<<<<

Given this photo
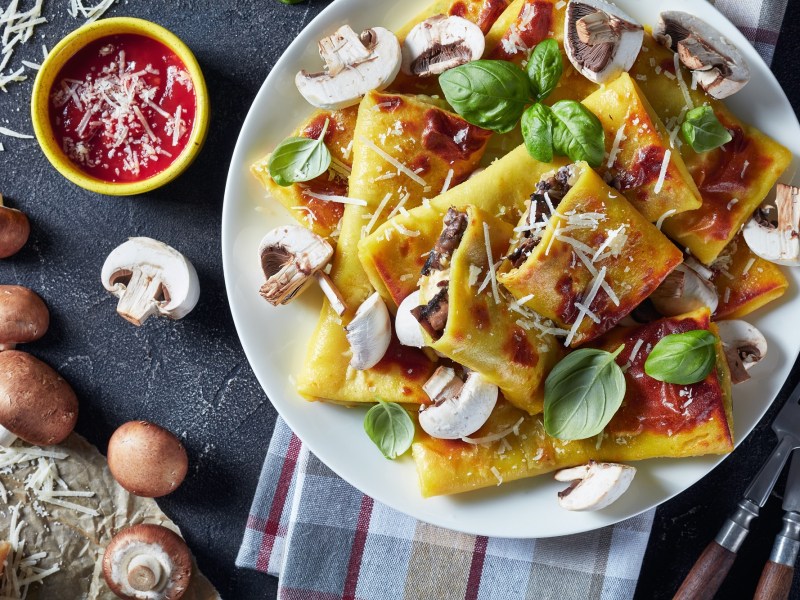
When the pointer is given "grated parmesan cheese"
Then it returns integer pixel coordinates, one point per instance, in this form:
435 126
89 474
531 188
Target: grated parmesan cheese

>>>>

_Exercise directions_
Within the listing above, copy each line that has the string "grated".

_Response_
When the pointer is given "grated parmesan cheese"
Target: grated parmesan cheese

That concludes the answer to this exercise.